----- EXCERPTED TEXT -----

In doing so, I initially tried to reproduce some research conducted by Gillogy before the turn of the millenium. But before I could complete this research I spotted something about the research that lead me to wonder whether I could improve the completeness of such techniques. Primarily, the fitness of the rotor settings. More specifically, how the fitness values are used to proceed with the algorithm.

2 Gillogy's Rotor and Position Algorithm
James Gillogy was one of the first (Gillogy, 1995) to theorise that modern computational power had the capabilities to crack enigma codes with knowledge only of the ciphertext and the complete list of settings in an encryption machine (in this case, enigma). It was based mainly on the weakness of the plugboard, that even with the plugs, successfully cracking the rotor settings would result in some of the plaintext being revealed.

He discovered that the natural-language fitness function, Index of Coincidence^[3] was able to give a very good estimation to how well a particular setting had decrypted the ciphertext. The higher the index of coincidence, the better chance that setting has of being the one that was used in the original encryption.

-----

WHAT IS ASKED:
1: From the text on Gillogy's Enigma-cracking algorithm, list every physical part of the encryption machine that it names.
2: Carry on the text on Gillogy's Enigma-cracking algorithm, starting after its final sentence.
The data that come next are independent material, separate from the text on Gillogy's Enigma-cracking algorithm.

----- DATA EXTRACT -----

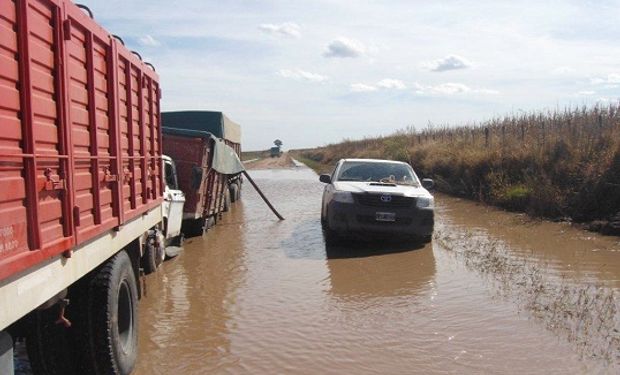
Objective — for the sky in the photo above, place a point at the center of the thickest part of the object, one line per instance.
(317, 72)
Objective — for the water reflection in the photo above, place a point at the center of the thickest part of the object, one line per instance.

-----

THE ANSWERS:
1: rotor, plugboard, plugs

2:
Using this fitness function, we can use the raw computational power of modern computers to brute force each and every combination of rotors, along with their starting positions, and give a fitness value for each one.

However, this is very time-complex. Too time-complex, even with a standard laptop, to be done in a "reasonable" amount of time.
It took my laptop 1263.75 seconds to run through each permutation of rotors and settings.
This is because the algorithm is assessing 60 (permutations of 3 rotors) x 26³ (each position permutation) iterations, and calculating the fitness of each and every one of them.

At the end of the brute-force approach, we are able to assess the "fittest" settings and go from there.

3 Gillogy's Ring Setting Algorithm
Having found the fittest rotors and their starting positions, we still have to tackle the problem of the ring settings. Gillogy noticed that the farthest left rotor (known as the "slowest rotor") doesn't have much any affect on the encryption with a different ring setting for even up to 500 characters.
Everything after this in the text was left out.